SOURCE PASSAGE

Spiritual Maturity - in prayer

Farida

Well-Known Member
Over the years I have been trying to develop spiritual maturity in prayer. By this, I mean when I pray I try not to ask God to give me what I want, but for him to fulfill what he expects of me in this life.

It is harder than it seems because some days I feel like I just beg God like a relentless teenager.

I also wonder about how to pray about tragedy. In 1998 my mother and uncle survived the bombing of the E.A. american embassies and I remember thanking God for keeping them safe. Then I got myself thinking - by praying that, am I saying that God did not keep the others safe? To which I say, well it was their time to go. Then the question became, when I pray about tragedy, should I thank God for "sparing" me or should I pray and ask God what goals he has for me that I have not yet achieved and hence that is why I am still here?

I know I sound a bit silly, but what do you think ladies? I would appreciate your take on this.
 

momi

Well-Known Member
Good post - come on prayer warriors, I can't wait to hear your responses!!!

I have an active prayer life, but it is something I still feel like I need to work on so I will wait on those who truly have a gift in this area...
 

HeChangedMyName

Well-Known Member
Over the years I have been trying to develop spiritual maturity in prayer. By this, I mean when I pray I try not to ask God to give me what I want, but for him to fulfill what he expects of me in this life.

It is harder than it seems because some days I feel like I just beg God like a relentless teenager.

I also wonder about how to pray about tragedy. In 1998 my mother and uncle survived the bombing of the E.A. american embassies and I remember thanking God for keeping them safe. Then I got myself thinking - by praying that, am I saying that God did not keep the others safe? To which I say, well it was their time to go. Then the question became, when I pray about tragedy, should I thank God for "sparing" me or should I pray and ask God what goals he has for me that I have not yet achieved and hence that is why I am still here?

SUPPLIED DATA
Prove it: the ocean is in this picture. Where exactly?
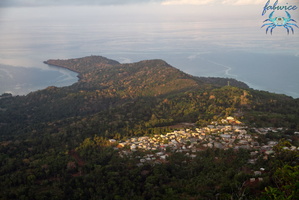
[0,6,299,98]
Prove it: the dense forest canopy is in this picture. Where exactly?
[0,56,299,199]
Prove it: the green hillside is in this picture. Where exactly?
[0,56,299,199]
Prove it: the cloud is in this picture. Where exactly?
[0,0,164,7]
[162,0,215,5]
[0,0,299,7]
[161,0,299,6]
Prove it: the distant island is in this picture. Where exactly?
[0,56,299,200]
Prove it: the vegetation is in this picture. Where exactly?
[0,56,299,199]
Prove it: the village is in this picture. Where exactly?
[109,117,299,166]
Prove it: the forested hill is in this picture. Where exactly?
[0,56,298,136]
[0,56,299,200]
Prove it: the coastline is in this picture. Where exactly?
[43,60,82,82]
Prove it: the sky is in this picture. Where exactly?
[0,0,288,6]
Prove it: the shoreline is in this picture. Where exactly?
[43,61,83,82]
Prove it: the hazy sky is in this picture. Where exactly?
[0,0,292,6]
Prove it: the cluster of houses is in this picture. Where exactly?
[110,117,299,165]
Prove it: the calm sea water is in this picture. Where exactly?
[0,7,299,98]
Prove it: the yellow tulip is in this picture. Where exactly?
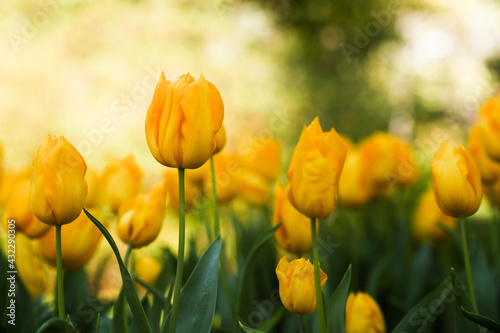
[431,141,483,217]
[288,117,347,219]
[478,96,500,162]
[276,257,328,316]
[116,183,166,248]
[30,135,87,225]
[412,189,456,242]
[339,146,372,208]
[39,210,102,271]
[16,232,46,300]
[102,155,142,213]
[146,73,224,169]
[4,179,50,238]
[273,184,312,255]
[214,125,227,154]
[134,255,162,286]
[345,292,385,333]
[467,126,500,184]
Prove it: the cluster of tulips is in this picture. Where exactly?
[1,73,500,333]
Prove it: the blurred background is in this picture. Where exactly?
[0,0,500,179]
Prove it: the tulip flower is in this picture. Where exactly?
[30,135,87,226]
[467,126,500,184]
[4,179,50,238]
[39,210,102,271]
[276,257,328,316]
[412,189,456,242]
[214,125,227,155]
[146,73,224,169]
[478,96,500,162]
[288,117,347,219]
[273,184,312,255]
[102,155,142,213]
[117,183,166,248]
[345,292,385,333]
[16,232,46,300]
[431,141,483,217]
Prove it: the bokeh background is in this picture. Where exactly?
[0,0,500,179]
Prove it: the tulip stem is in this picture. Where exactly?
[169,168,186,333]
[210,155,236,322]
[56,225,66,320]
[460,217,477,313]
[311,217,326,333]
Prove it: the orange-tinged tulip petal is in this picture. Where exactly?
[431,141,483,217]
[276,257,328,316]
[345,292,386,333]
[30,135,87,225]
[288,117,347,219]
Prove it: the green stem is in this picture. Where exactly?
[56,225,66,320]
[169,168,186,333]
[311,217,326,333]
[210,155,237,323]
[460,217,477,313]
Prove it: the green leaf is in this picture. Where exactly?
[462,307,500,333]
[236,223,281,319]
[238,321,264,333]
[162,236,221,333]
[83,208,151,333]
[36,318,79,333]
[451,268,479,333]
[392,278,453,333]
[327,265,351,333]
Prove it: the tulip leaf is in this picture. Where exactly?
[36,318,79,333]
[238,321,264,333]
[327,265,351,333]
[461,307,500,333]
[83,208,151,333]
[236,223,281,326]
[392,278,453,333]
[451,268,478,333]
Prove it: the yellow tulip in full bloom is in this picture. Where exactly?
[276,257,328,316]
[478,96,500,162]
[467,126,500,184]
[431,141,483,217]
[4,179,50,238]
[16,232,46,300]
[30,135,87,225]
[102,155,142,213]
[273,184,312,255]
[288,117,347,219]
[146,73,224,169]
[345,292,385,333]
[413,189,456,242]
[117,183,166,248]
[38,209,102,271]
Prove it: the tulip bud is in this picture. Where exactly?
[146,73,224,169]
[214,125,227,155]
[116,183,166,248]
[276,257,328,316]
[478,96,500,162]
[431,141,483,217]
[288,117,347,219]
[39,210,102,271]
[16,232,46,300]
[467,126,500,184]
[345,292,385,333]
[412,190,456,242]
[102,155,142,213]
[273,184,312,255]
[30,135,87,225]
[4,179,50,238]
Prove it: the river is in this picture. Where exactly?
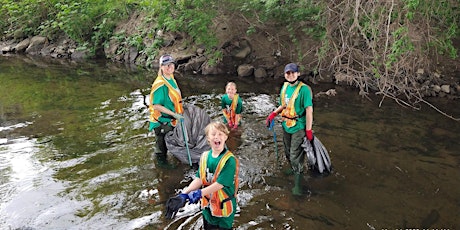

PROBLEMS TO SOLVE
1 > In the forum thread on prayer, in what year did Farida's mother and uncle survive the bombing of the embassies?
2 > Write out the portion of the forum thread on prayer that opens with the words containing "I know I sound" and closes with "in this area...", copying it word for word.

RESULTS
1 > 1998

2 >
I know I sound a bit silly, but what do you think ladies? I would appreciate your take on this.
 

momi

Well-Known Member
Good post - come on prayer warriors, I can't wait to hear your responses!!!

I have an active prayer life, but it is something I still feel like I need to work on so I will wait on those who truly have a gift in this area...